Task ->
Your task is to transcribe the records exactly, skipping every image.

Information shown ->
═══
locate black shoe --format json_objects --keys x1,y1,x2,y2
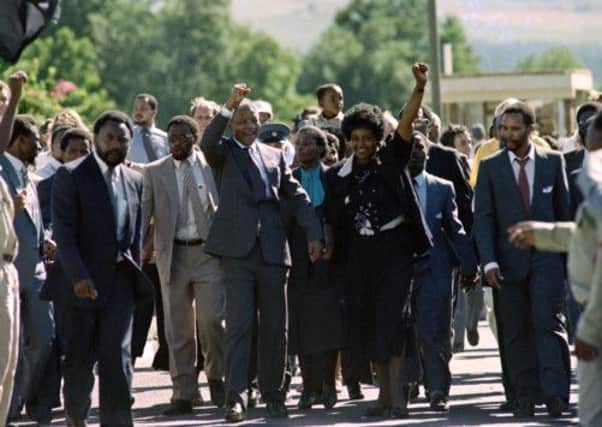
[
  {"x1": 513, "y1": 401, "x2": 535, "y2": 418},
  {"x1": 321, "y1": 387, "x2": 337, "y2": 409},
  {"x1": 498, "y1": 400, "x2": 517, "y2": 412},
  {"x1": 224, "y1": 402, "x2": 246, "y2": 423},
  {"x1": 298, "y1": 391, "x2": 316, "y2": 410},
  {"x1": 208, "y1": 378, "x2": 226, "y2": 408},
  {"x1": 429, "y1": 392, "x2": 449, "y2": 412},
  {"x1": 467, "y1": 328, "x2": 479, "y2": 346},
  {"x1": 247, "y1": 387, "x2": 258, "y2": 408},
  {"x1": 390, "y1": 406, "x2": 409, "y2": 419},
  {"x1": 546, "y1": 397, "x2": 568, "y2": 418},
  {"x1": 266, "y1": 401, "x2": 288, "y2": 418},
  {"x1": 408, "y1": 383, "x2": 420, "y2": 401},
  {"x1": 163, "y1": 399, "x2": 193, "y2": 416},
  {"x1": 151, "y1": 349, "x2": 169, "y2": 371},
  {"x1": 347, "y1": 382, "x2": 364, "y2": 400}
]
═══
Reply ->
locate black shoe --format json_objects --keys x1,y1,x2,y2
[
  {"x1": 513, "y1": 401, "x2": 535, "y2": 418},
  {"x1": 321, "y1": 387, "x2": 337, "y2": 409},
  {"x1": 498, "y1": 400, "x2": 517, "y2": 412},
  {"x1": 224, "y1": 402, "x2": 246, "y2": 423},
  {"x1": 298, "y1": 391, "x2": 316, "y2": 410},
  {"x1": 208, "y1": 378, "x2": 226, "y2": 408},
  {"x1": 429, "y1": 392, "x2": 449, "y2": 412},
  {"x1": 467, "y1": 328, "x2": 479, "y2": 346},
  {"x1": 247, "y1": 387, "x2": 258, "y2": 408},
  {"x1": 390, "y1": 406, "x2": 409, "y2": 419},
  {"x1": 546, "y1": 397, "x2": 568, "y2": 418},
  {"x1": 266, "y1": 401, "x2": 288, "y2": 418},
  {"x1": 408, "y1": 383, "x2": 420, "y2": 401},
  {"x1": 163, "y1": 399, "x2": 193, "y2": 416},
  {"x1": 151, "y1": 349, "x2": 169, "y2": 371},
  {"x1": 347, "y1": 382, "x2": 364, "y2": 400}
]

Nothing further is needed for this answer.